» Brano di partenza

┌──

La decisione dell’amministrazione Trump, rivelata nei giorni scorsi dal Washington Post, di porre termine al programma segreto della Cia di sostegno militare ai ribelli anti-Assad “moderati”, voluto e preparato da Obama (e dall’ex segretario di Stato Hillary Clinton), tra il 2012 e 2013, non è una mossa imprevista. Non solo indiscrezioni in tal senso erano già uscite tra febbraio e aprile, ma anche in campagna elettorale Trump lo aveva lasciato intendere accusando la sua avversaria e l’allora presidente Obama di aiutare i terroristi in Siria. E non segna il definitivo successo della strategia russa, come il Washington Post, uno dei giornaloni Usa impegnati nella campagna anti-Trump, lascia dire al solito funzionario anonimo (“Putin won in Syria”). Anzi, nonostante le vittorie militari contro l’Isis e il puntellamento del regime di Assad, sul piano diplomatico il coinvolgimento russo in Siria è più vicino al pantano che al successo. Proveremo a spiegare perché.

└──

» Istruzioni e requisiti
Continua l'articolo sulla chiusura del programma della Cia per i ribelli siriani, partendo subito dopo l'ultima frase riportata. I record non servono per questo lavoro.

» Estratti dei record
┌──

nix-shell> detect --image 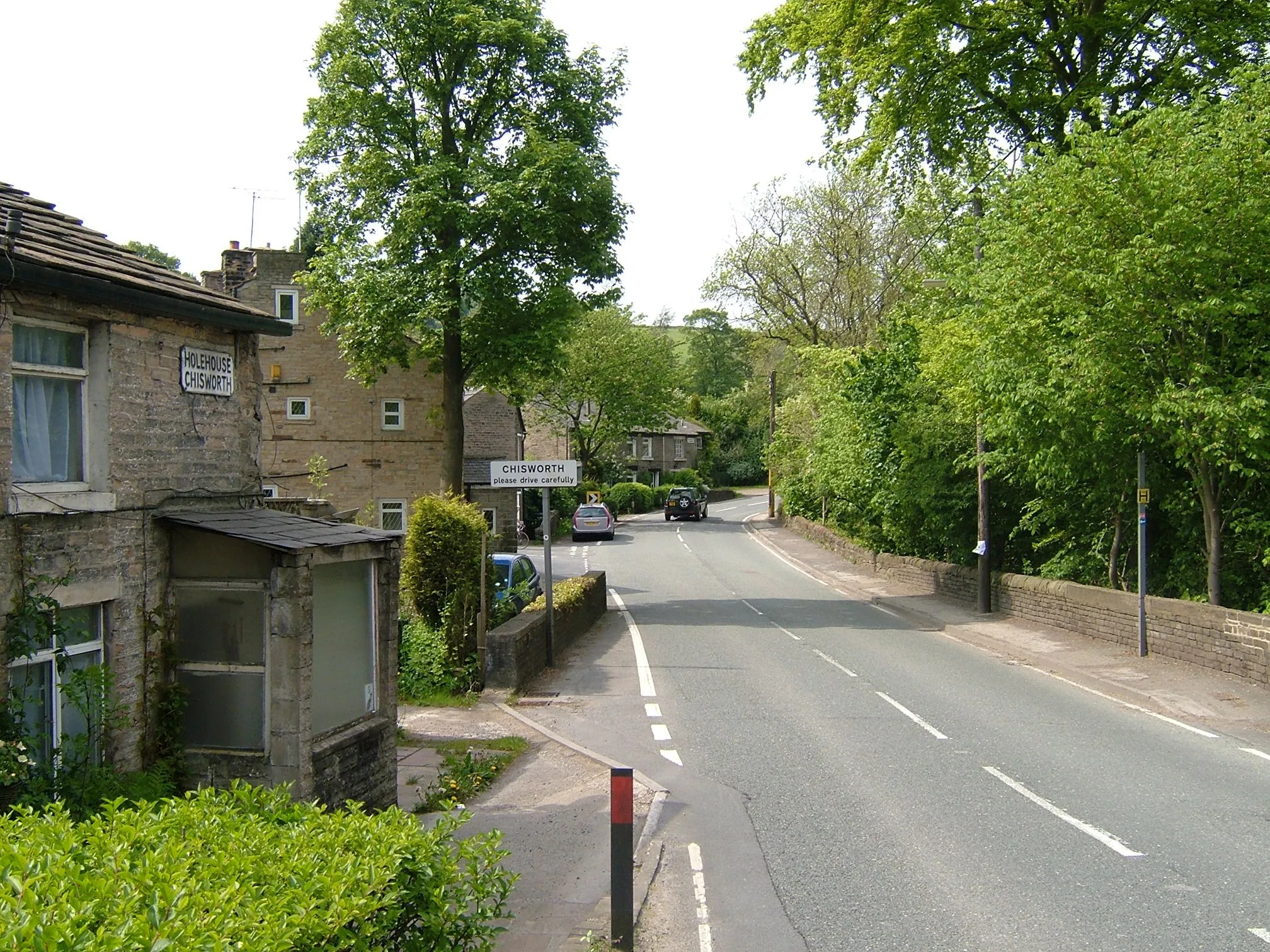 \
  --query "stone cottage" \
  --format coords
[0,184,400,806]
[202,241,525,547]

└──

» Risultato richiesto
Ma innanzitutto, qualche precisazione sul programma della Cia di cui stiamo parlando. Delle due l’una: o serviva a sostenere gruppi di ribelli “moderati”, e allora era militarmente irrilevante e, dunque, poco più che simbolica la sua cancellazione; o ad essere “segretamente” armati e addestrati erano anche gruppi ben più radicali, e allora era qualcosa di imbarazzante la cui chiusura era d’obbligo. L’esistenza di questo programma è divenuta di dominio pubblico un paio d’anni fa, quando è emerso che i 500 milioni di dollari stanziati erano serviti in realtà a formare circa 60 miliziani ritenuti sufficientemente “moderati”, ridotti a cinque perché nel frattempo gli altri si erano uniti ai gruppi jihadisti (Isis compreso).
Ad ammettere il fallimento del programma, che prevedeva l’addestramento di 15mila combattenti in tre anni, il generale Lloyd J. Austin, comandante del Centcom, il comando militare americano delle operazioni in Siria e Iraq, di fronte alla Commissione Forze armate del Senato. L’insuccesso del programma si spiega anche con i paletti posti dal presidente Obama, che non voleva rischiare di armare gruppi jihadisti (saggiamente), né di essere trascinato in un conflitto con la Russia, né di irritare gli iraniani compromettendo l’accordo sul nucleare. Ai ribelli anti-Assad infatti si chiedeva di limitarsi a combattere l’Isis, in pratica di non essere “ribelli”. E questo ha probabilmente portato molti di essi a unirsi alle milizie islamiste. Come può la chiusura di un programma ritenuto fino a ieri un fiasco, già morto e sepolto, diventare improvvisamente un “errore strategico” o un “regalo a Putin”? Forse perché a chiuderlo formalmente è il presidente Trump?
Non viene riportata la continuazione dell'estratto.